### [Exercise details]
Scale the records from their start through the line containing "<point>596,86</point>": reproduce every line in that part, requests included, but multiply each point coordinate in the answers by 2.4, rounding to whole numbers with halves going up. Give only that part, without the pictures.

### [Input rows]
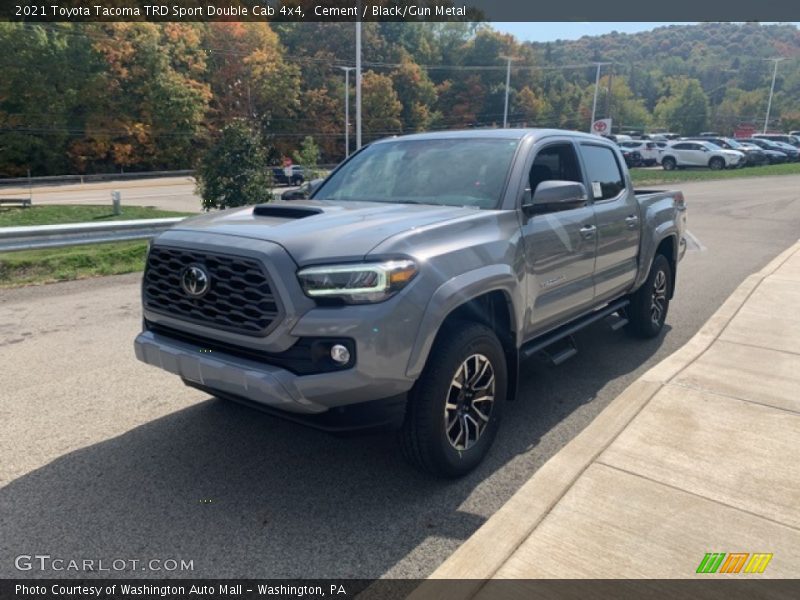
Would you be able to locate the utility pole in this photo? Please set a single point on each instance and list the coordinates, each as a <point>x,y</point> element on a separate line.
<point>771,90</point>
<point>347,109</point>
<point>358,79</point>
<point>596,86</point>
<point>508,83</point>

### [Full response]
Would you be able to locate the utility pole in this photo? Please set a single point on each instance and list the coordinates, each as a <point>x,y</point> element on a separate line.
<point>1850,216</point>
<point>833,262</point>
<point>859,190</point>
<point>1430,206</point>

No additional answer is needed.